EXTRAIT À LIRE:
******************************

Quand on aime, on a toujours 20 ans. Quand on aime se faire mal aussi… Deux décennies plus tard, Virage se souvient de la finale de Coupe des coupes perdue face au FC Barcelone du jeune phénomène Ronaldo. 14 mai 1997. Stade de Feyenoord. L’Allemand Markus Merk au sifflet…
Virage : Vincent, quels souvenirs gardez-vous de cette finale perdue 1-0 contre le FC Barcelone ?
Vincent Guerin : Un mauvais souvenir forcément, puisque nous n’avons pas réussi à l’emporter. C’est d’ailleurs la seule finale perdue de ma carrière sur les neuf que j’ai disputées. Ce match me reste vraiment en travers de la gorge parce qu’il y avait la place pour faire mieux. On avait pris la rencontre par le bon bout, sans faire de complexe d’infériorité. Il n’y avait pas de « plan anti-Ronaldo » par exemple. Ce n’était pas le genre de la maison et surtout pas de l’entraineur Ricardo.

******************************

MATÉRIEL FOURNI:
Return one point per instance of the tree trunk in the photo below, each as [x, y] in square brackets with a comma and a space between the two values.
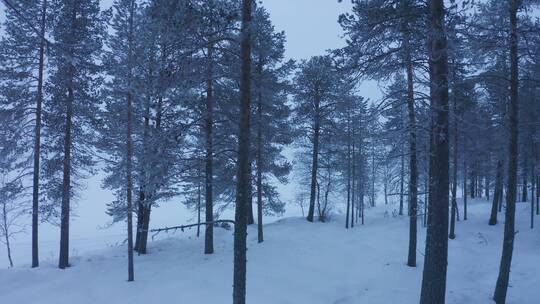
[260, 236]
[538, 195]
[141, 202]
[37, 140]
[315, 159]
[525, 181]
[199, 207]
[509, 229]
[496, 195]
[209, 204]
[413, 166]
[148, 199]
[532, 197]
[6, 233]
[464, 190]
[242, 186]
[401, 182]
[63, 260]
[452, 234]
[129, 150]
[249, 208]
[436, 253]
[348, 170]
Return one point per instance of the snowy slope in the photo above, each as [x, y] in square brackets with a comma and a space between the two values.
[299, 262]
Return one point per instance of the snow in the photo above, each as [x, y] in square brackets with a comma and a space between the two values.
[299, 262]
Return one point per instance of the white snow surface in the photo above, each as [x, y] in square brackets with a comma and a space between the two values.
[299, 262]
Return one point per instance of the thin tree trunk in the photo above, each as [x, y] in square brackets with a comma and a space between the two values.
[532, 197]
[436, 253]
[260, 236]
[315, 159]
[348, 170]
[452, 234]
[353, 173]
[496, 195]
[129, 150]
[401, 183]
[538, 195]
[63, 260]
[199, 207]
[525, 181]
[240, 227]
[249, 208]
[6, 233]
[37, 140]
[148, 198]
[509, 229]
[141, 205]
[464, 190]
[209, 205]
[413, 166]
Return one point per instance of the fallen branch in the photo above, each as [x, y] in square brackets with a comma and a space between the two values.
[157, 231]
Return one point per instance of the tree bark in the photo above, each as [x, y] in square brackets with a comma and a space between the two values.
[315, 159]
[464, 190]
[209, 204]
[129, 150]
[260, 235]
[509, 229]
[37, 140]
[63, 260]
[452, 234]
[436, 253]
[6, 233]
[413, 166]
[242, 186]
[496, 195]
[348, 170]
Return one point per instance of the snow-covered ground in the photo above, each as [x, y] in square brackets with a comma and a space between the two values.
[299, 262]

******************************

CONSIGNE:
Prolongez, s'il vous plaît, l'entretien sur la finale perdue face au FC Barcelone en reprenant juste après sa dernière phrase.

RÉPONSE ATTENDUE:
Pep & Raí
Virage : Quelles étaient les consignes de Ricardo ?
V.G. : Il fallait absolument faire déjouer Guardiola. L’objectif était de casser sa relation avec les autres joueurs du milieu et de l’attaque en le privant de ballon, ou en lui laissant le moins d’espace possible. Je pense qu’avec le recul, notre erreur à l’époque a été de trop nous focaliser sur le jeu du Barça. Nous n’étions pas assez libérés. Et c’est peut-être ce qui nous a perdus. On avait pourtant les armes ce soir-là.
Virage : Qu’est-ce qui a manqué au PSG ?
V.G. : L’efficacité d’abord. Et puis ce petit soupçon de réussite. Je repense à ce hors-jeu sifflé injustement à Patrice Loko en première période… Il y avait 0-0 à ce moment-là. Lancé en profondeur, Patrice avait éliminé Vitor Baia et s’était ouvert le chemin du but. On aurait sans doute pris l’avantage sur cette action et la finale aurait été toute autre.
Pep & Patrice
Virage : Vous sentiez la crainte chez les joueurs barcelonais ? Le PSG, champion d’Europe en titre, était respecté ?
V.G. : Oui. L’empreinte du PSG au niveau européen, et même international, était très forte à cette époque. Par les résultats d’abord : deux finales européennes consécutives, cinq demi-finales de suite… Et puis les clubs espagnols nous connaissaient très bien. Le PSG avait récemment éliminé le Real Madrid, le Barça, la Corogne… La crainte était dans leur camp.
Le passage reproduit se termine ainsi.